↓↓↓
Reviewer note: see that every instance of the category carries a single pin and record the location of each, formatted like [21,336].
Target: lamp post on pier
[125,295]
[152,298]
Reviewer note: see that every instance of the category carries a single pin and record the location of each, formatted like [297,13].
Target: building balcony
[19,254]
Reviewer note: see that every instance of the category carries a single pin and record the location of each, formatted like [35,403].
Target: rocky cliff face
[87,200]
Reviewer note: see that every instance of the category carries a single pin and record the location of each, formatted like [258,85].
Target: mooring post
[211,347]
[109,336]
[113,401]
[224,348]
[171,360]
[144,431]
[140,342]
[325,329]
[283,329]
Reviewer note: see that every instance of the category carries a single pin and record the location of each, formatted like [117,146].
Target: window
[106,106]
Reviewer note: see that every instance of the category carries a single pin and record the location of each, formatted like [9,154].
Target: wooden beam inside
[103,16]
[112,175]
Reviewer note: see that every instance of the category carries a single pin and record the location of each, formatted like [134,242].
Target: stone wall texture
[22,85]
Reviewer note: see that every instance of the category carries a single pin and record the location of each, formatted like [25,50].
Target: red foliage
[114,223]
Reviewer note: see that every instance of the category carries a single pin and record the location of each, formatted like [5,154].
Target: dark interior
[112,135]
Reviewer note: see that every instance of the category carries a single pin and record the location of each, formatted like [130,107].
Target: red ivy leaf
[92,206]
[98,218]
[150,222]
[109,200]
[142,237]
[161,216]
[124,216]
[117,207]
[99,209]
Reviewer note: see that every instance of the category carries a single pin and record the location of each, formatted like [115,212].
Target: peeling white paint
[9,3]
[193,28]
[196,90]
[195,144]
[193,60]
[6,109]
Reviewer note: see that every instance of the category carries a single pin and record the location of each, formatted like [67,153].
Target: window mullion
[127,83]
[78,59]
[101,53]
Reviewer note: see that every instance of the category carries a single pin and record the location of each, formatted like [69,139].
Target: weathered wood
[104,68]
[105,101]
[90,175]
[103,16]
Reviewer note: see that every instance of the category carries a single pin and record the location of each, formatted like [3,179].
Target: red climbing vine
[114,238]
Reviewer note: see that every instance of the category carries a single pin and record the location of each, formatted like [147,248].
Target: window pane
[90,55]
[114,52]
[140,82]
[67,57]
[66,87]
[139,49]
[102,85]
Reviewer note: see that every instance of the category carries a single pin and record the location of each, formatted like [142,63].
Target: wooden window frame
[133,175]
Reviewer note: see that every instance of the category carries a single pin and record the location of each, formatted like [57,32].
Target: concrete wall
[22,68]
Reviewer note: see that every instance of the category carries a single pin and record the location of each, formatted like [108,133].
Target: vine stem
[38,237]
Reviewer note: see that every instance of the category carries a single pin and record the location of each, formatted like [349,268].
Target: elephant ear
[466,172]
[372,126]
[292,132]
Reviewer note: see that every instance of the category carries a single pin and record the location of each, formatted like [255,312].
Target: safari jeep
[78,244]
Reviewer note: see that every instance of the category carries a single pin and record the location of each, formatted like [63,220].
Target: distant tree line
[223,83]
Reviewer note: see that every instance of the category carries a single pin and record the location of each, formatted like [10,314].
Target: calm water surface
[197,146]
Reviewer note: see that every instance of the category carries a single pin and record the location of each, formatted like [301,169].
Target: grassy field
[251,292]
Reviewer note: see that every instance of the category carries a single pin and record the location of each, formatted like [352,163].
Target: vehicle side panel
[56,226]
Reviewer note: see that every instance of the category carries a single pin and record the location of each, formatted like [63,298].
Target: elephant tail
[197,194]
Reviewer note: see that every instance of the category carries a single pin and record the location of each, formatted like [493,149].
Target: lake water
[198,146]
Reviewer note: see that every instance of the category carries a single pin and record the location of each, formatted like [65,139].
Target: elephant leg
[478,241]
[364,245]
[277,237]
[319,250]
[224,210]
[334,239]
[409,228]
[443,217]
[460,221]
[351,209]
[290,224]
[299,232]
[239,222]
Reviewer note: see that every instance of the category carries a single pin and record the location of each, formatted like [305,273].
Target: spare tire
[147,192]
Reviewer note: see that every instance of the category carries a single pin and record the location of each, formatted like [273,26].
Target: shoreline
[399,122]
↑↑↑
▶ [What is required]:
Once more, write out all the data exactly.

▶ [Written response]:
Reviewer note: see that every instance of the category carries a single pin and record the location of each, formatted like [21,336].
Target: lamp post on pier
[125,295]
[152,298]
Reviewer note: see that every instance of the category carries a single pin and record the location of each, formatted like [297,13].
Target: building balcony
[19,254]
Reviewer note: see that every instance of the category carries a single pin and record the location of each, formatted like [35,403].
Target: rocky cliff face
[87,200]
Reviewer note: see that every instance of the category carries a single pin and record the location of each, formatted like [258,85].
Target: mooring post
[211,347]
[109,336]
[113,401]
[224,348]
[171,360]
[144,431]
[140,342]
[325,329]
[283,329]
Reviewer note: see that every instance of the category carries a single pin and record the location of each, formatted like [117,146].
Target: window
[106,106]
Reviewer note: see that every instance of the category carries a single pin and record the location of each, formatted like [9,154].
Target: wooden beam inside
[103,16]
[112,175]
Reviewer note: see that every instance of the category carries a single pin and record the location of each, formatted like [134,242].
Target: stone wall texture
[22,85]
Reviewer note: see that every instance of the category carries a single pin and record the location of each, formatted like [25,50].
Target: red foliage
[114,223]
Reviewer note: see that every instance of the category carries a single pin and record the location of each, formatted like [5,154].
Target: dark interior
[112,135]
Reviewer note: see that every instance of the category carries a single pin and record the location of each, formatted like [130,107].
Target: red ivy leaf
[92,206]
[98,218]
[150,222]
[109,200]
[142,237]
[161,216]
[124,216]
[117,207]
[99,209]
Reviewer note: see that every instance of the category carries a single pin and record the location of each, formatted like [115,212].
Target: peeling white paint
[9,3]
[193,28]
[196,90]
[195,144]
[193,60]
[6,109]
Reviewer note: see that every instance of the category carries a single pin and record the location of each, formatted like [67,153].
Target: window mullion
[127,83]
[78,59]
[101,53]
Reviewer note: see that every instance of the category carries a single pin and record the location of each, formatted like [69,139].
Target: weathered wood
[104,68]
[105,101]
[90,175]
[103,16]
Reviewer note: see that every instance of the category carries a single pin and record the location of each, formatted like [3,179].
Target: red climbing vine
[114,238]
Reviewer note: see that every instance of the category carries a single pin and record the location of each, formatted like [147,248].
Target: window pane
[90,55]
[114,52]
[140,82]
[67,57]
[66,87]
[139,49]
[102,85]
Reviewer note: see that every instance of the category carries a single pin and record the location of each, formatted like [142,63].
Target: wooden window frame
[133,175]
Reviewer note: see that every instance of the category carries a single pin and record the location of each, formatted like [57,32].
Target: concrete wall
[22,68]
Reviewer note: see that every instance of the category carries a single pin and record the location of each, formatted like [108,133].
Target: vine stem
[38,237]
Reviewer note: see that every instance of the category carries a single pin and record the location of each, formatted like [349,268].
Target: elephant ear
[466,172]
[372,126]
[292,132]
Reviewer note: see that every instance of the category carries a single pin and record the location of each, formatted like [255,312].
Target: safari jeep
[78,244]
Reviewer note: see that every instance of the category carries a single pin and record the location of each, formatted like [63,220].
Target: distant tree line
[223,83]
Reviewer note: see that every instance of the category carries a single pin and record the location of each, formatted like [10,314].
Target: calm water surface
[197,146]
Reviewer note: see that every instance of the category carries a single pin and record the location of each, formatted like [301,169].
Target: grassy field
[251,292]
Reviewer note: see that every instance of the category carries a single pin and record the location of each, formatted like [352,163].
Target: vehicle side panel
[56,226]
Reviewer note: see that every instance of the category carries a single pin and record the location of each, formatted like [63,298].
Target: elephant tail
[197,194]
Reviewer note: see that every instance of the category carries a single pin and record the location of each, formatted like [493,149].
Target: lake water
[198,146]
Reviewer note: see that every instance of the category carries a single pin and record the location of each, formatted like [65,139].
Target: elephant leg
[478,241]
[364,245]
[277,237]
[319,250]
[224,210]
[334,239]
[409,228]
[443,217]
[460,221]
[351,209]
[290,224]
[299,232]
[239,222]
Reviewer note: see that every instance of the category carries a single pin and record the location of each, formatted like [305,273].
Target: spare tire
[147,192]
Reviewer note: see that every instance of the category carries a single pin and record the location of each, formatted like [273,26].
Target: shoreline
[399,122]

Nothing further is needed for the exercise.